[Object pointing dataset records]
● ● ● ● ● ● ●

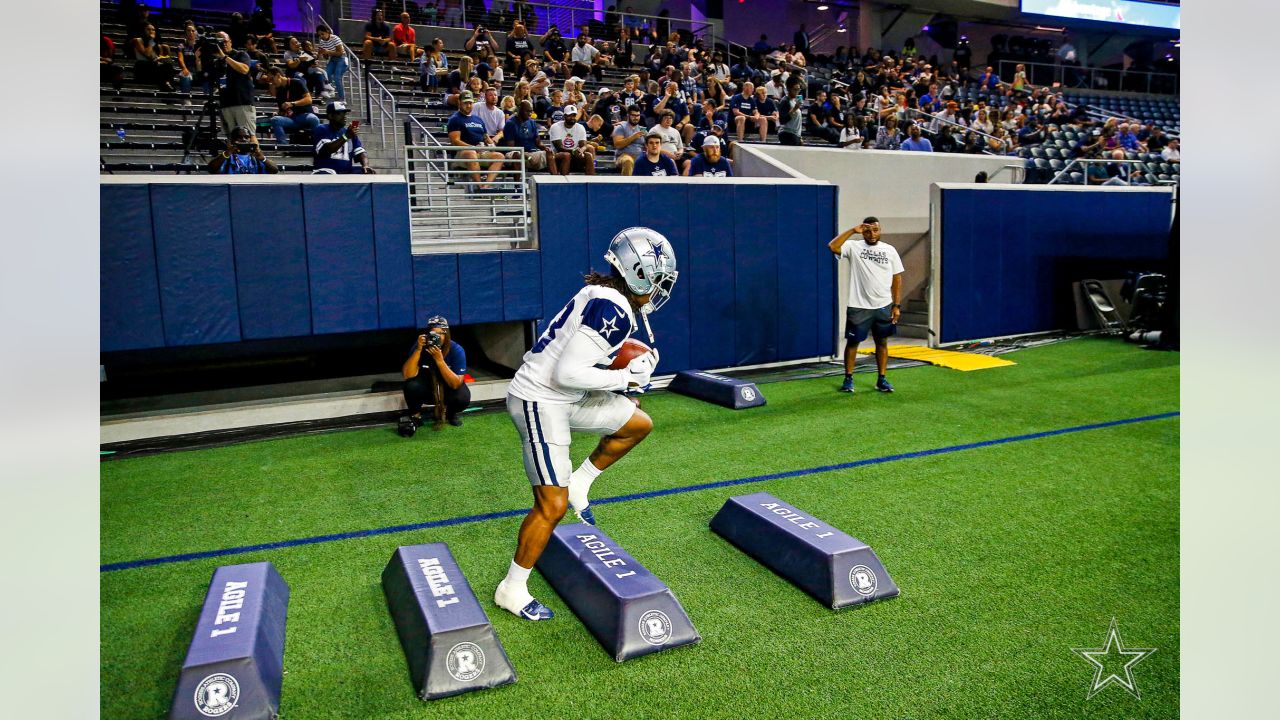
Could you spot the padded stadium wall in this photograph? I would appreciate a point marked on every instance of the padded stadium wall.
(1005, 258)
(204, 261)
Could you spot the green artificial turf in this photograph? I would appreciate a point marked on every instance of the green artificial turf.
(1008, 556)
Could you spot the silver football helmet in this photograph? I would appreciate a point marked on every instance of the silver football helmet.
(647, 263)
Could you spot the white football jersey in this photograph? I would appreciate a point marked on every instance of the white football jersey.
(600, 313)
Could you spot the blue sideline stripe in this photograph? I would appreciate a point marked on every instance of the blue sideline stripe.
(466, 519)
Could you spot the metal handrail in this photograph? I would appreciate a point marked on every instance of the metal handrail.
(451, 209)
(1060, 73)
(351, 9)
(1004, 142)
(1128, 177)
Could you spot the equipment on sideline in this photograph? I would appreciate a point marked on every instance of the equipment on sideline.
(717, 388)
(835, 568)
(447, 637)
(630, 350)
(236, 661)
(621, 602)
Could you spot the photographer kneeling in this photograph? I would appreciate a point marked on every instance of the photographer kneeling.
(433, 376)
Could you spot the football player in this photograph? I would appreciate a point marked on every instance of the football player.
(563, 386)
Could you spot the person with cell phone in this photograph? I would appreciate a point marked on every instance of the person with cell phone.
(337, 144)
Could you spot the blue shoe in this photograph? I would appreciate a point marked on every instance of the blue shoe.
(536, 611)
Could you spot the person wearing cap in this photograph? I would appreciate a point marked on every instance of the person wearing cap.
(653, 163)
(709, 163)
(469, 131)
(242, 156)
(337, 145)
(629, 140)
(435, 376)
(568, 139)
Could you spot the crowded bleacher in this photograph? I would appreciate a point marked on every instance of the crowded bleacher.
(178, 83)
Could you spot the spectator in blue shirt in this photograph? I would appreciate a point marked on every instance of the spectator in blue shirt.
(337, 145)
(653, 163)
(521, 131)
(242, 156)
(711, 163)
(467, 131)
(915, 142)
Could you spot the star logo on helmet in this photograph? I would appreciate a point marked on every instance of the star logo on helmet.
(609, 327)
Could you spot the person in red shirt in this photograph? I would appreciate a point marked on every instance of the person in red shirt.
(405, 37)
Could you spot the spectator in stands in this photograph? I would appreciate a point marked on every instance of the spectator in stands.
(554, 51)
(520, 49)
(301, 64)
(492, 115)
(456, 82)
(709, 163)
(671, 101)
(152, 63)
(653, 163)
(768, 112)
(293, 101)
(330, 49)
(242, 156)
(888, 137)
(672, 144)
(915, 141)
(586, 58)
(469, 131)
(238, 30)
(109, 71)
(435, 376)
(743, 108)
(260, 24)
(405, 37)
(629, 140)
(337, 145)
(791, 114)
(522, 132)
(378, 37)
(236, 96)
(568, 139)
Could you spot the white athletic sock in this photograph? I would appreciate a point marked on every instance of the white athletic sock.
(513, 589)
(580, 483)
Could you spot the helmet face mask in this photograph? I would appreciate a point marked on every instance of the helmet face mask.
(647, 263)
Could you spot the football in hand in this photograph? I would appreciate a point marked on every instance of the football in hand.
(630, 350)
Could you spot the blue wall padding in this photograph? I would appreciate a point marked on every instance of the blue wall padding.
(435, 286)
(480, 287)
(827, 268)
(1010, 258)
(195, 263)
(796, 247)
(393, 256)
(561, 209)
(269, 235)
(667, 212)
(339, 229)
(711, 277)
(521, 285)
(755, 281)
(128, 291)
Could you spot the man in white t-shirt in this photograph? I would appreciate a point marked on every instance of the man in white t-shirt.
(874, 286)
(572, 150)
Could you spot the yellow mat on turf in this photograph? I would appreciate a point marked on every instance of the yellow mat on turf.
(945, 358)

● ● ● ● ● ● ●

● **Exercise details**
Reproduce all of the records above verbatim, omitting the pictures.

● **Output below**
Could you spot the padded stadium wall in this photograph? I would appreciate a point marked on every instance of the padded stadium wall.
(1005, 258)
(204, 261)
Could you spot the green artificial turf in this photograph? I would appreciate a point marked on every instance of the green artificial turf.
(1008, 556)
Could you spot the silver football helmet in this photograph? I would appreciate a point marked on every instance of the silver football helmet.
(647, 263)
Could you spot the white football jersey in this photograph? I would appreciate a point marked on every instance of the white football jersey.
(600, 313)
Could you spot the blue sideline stripe in this photograph? I would appreciate a point marked on every instance of the blue sideline stripe.
(466, 519)
Could you spot the metal handrail in this photograph? I would appreciate a point marked on every instance of the metal handrail.
(451, 209)
(1060, 73)
(351, 9)
(1004, 142)
(1128, 177)
Could you spot the equipment on sideline in this photograph? I would appreciate a point marked on every instance of the equipment on sideline.
(717, 388)
(835, 568)
(447, 637)
(630, 350)
(236, 661)
(621, 602)
Could you spot the photographer kneeling in this photograph? I would appreciate a point marked on every instance of the photographer kneeling.
(433, 376)
Could you spot the football player in this photograph? I would appreciate a point marked on every instance of the football player.
(563, 386)
Could you spot the person with cell phone in this photograph? I would appreciate a point marked on every instance of the person with cell phone.
(337, 144)
Could you spot the blue shoe in this photograph? I would appreciate a point marked on every instance of the blue shoe.
(536, 611)
Could you spot the person wearing cap in this photograph? I would appreciate a point marked on every instance of the person wearing cap.
(653, 163)
(709, 163)
(469, 131)
(242, 156)
(337, 145)
(629, 140)
(435, 376)
(568, 139)
Could you spot the crowded bleacher in this photograph? I would appreciate a point marked on every instance of the crowded bleacher.
(178, 83)
Could you spot the spectator in blue shirt in this photograph? I would appreciate a point marked on every instance of the spectator in blue shirt.
(337, 145)
(653, 163)
(521, 131)
(242, 156)
(711, 163)
(467, 131)
(915, 142)
Could you spot the star logo on helmet in this photograph? I would appreciate a point marked on every instance of the star logo on helmet.
(609, 327)
Could you spot the person in red shirt in this photograph? I would appreciate a point marked on every instance of the person in red shirt.
(405, 37)
Could you spot the spectator in stands in this photograph? I would appreciate a point marked on every instance of the spectator in stands.
(554, 51)
(520, 49)
(301, 64)
(492, 115)
(456, 82)
(709, 163)
(671, 101)
(152, 63)
(653, 163)
(768, 112)
(293, 101)
(330, 49)
(242, 156)
(888, 137)
(672, 144)
(915, 141)
(586, 58)
(469, 131)
(238, 30)
(109, 71)
(435, 376)
(743, 108)
(260, 24)
(405, 37)
(629, 140)
(337, 145)
(791, 114)
(522, 132)
(378, 37)
(236, 96)
(568, 139)
Could you spot the white athletic sock in this photograph? I would appreciate a point marked on every instance of the white athletic sock.
(513, 589)
(580, 483)
Could you spot the helmet face mask in this photograph? I would appreciate a point marked on every instance of the helmet face mask.
(647, 263)
Could you spot the football in hand in this photograph? I would appreciate a point marked on every instance of the football in hand.
(630, 350)
Could you spot the blue wall padding in this photograph? I would appreciate a point marked on every instance of the blue wall padding.
(435, 286)
(480, 287)
(827, 268)
(1010, 258)
(195, 263)
(796, 247)
(393, 256)
(561, 209)
(269, 235)
(667, 212)
(339, 229)
(711, 277)
(521, 285)
(755, 281)
(128, 291)
Could you spot the man in white t-shirt in this photograph? I would appreciate a point marked on every instance of the man in white t-shirt.
(874, 286)
(572, 150)
Could you spot the yellow mat on turf in this photograph? I would appreciate a point marked on every instance of the yellow mat on turf.
(945, 358)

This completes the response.